> Task description
Can you continue the article on turning fish offcuts into food from its last sentence?

> Extract to read
..............................

Aquaculture for all

Turning fish offcuts into food

A researcher has used a “magnetic tongue” to assess how offcuts from fish processing, which often go to waste, can be made more palatable.

In the project offcuts of fish - including farmed salmon - were thoroughly processed and evaluated, using a magnetic tongue (NMR spectroscopy) on their way to people’s dinner tables

© Helge Skodvin, Nofima.

Large volumes of offcuts are created from fish fillet production. Some of this residual raw material is further processed into feed products, but significant amounts go to waste. This is not compatible with a circular bioeconomy, where all constituents of food resources should be utilised in the best possible manner.

A greater proportion of the raw material should therefore be used for human consumption. To increase this proportion, Silje Steinsholm, a doctoral researcher at Nofima, has used enzymatic protein hydrolysis to assess how this can be done.

..............................

Phrase grounding data
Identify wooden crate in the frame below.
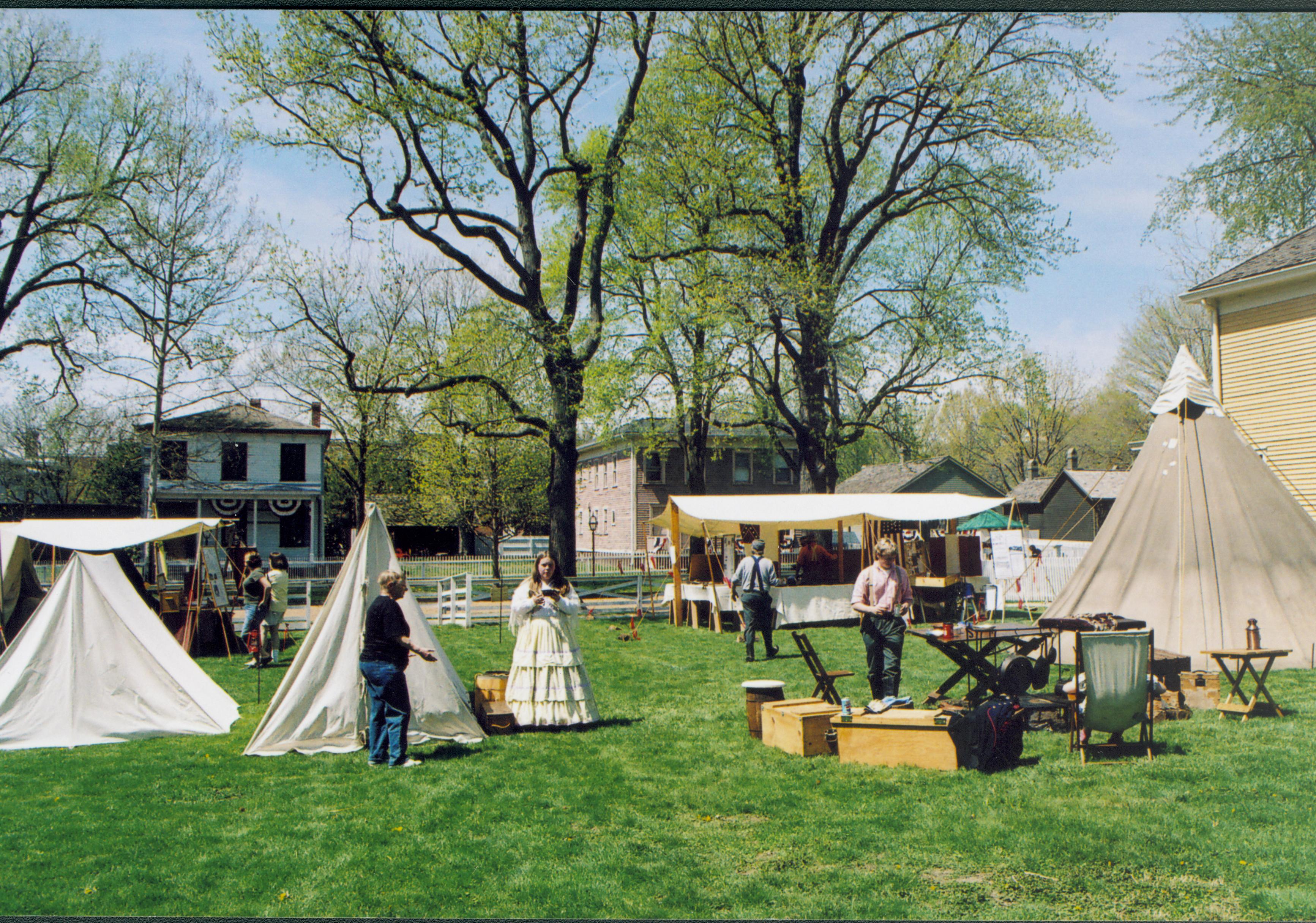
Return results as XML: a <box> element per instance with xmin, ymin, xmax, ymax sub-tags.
<box><xmin>763</xmin><ymin>702</ymin><xmax>841</xmax><ymax>756</ymax></box>
<box><xmin>1179</xmin><ymin>670</ymin><xmax>1220</xmax><ymax>711</ymax></box>
<box><xmin>830</xmin><ymin>708</ymin><xmax>963</xmax><ymax>770</ymax></box>
<box><xmin>471</xmin><ymin>687</ymin><xmax>521</xmax><ymax>735</ymax></box>
<box><xmin>759</xmin><ymin>697</ymin><xmax>827</xmax><ymax>746</ymax></box>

..............................

> Reply to the exercise
Useful findings for the industry

In the project, Steinsholm evaluated the importance of enzymes, residual raw material and membrane filtration in relation to the end product. She used the magnetic tongue (NMR spectroscopy) to find out which chemical substances produce flavour. She connected these substances with objective measurements made by the taste judges on Nofima’s sensory panel. With the help of chemical analysis and advanced statistics, she then established a good overview of the substances that produce different flavours.

In the study - which involved offcuts of farmed salmon, cod and mackerel - Steinsholm found a link between several metabolites (different small molecules found in all living organisms) and flavours, and that it is possible to remove the very smallest metabolites by nanofiltration. The study shows that the intensity of bitterness is produced by small peptides and depends on the choice of enzyme and the degree of hydrolysis. Knowledge about the production of hydrolysates with low flavour intensity will benefit the industry in relation to protein hydrolysate production for human consumption.

NMR spectroscopy has been used in trials to define flavour in tomatoes, coffee beans and olive oil, but Nofima believes that this is probably the first study that has been conducted on protein hydrolysates. The technology is not quite there yet, but NMR spectroscopy may help simplify the interpretation of flavour in the future.

One of the scientific articles on the findings made by Steinsholm and scientists at Nofima, the University of Bergen and Roskilde University has been published in the Journal of Agricultural and Food Chemistry.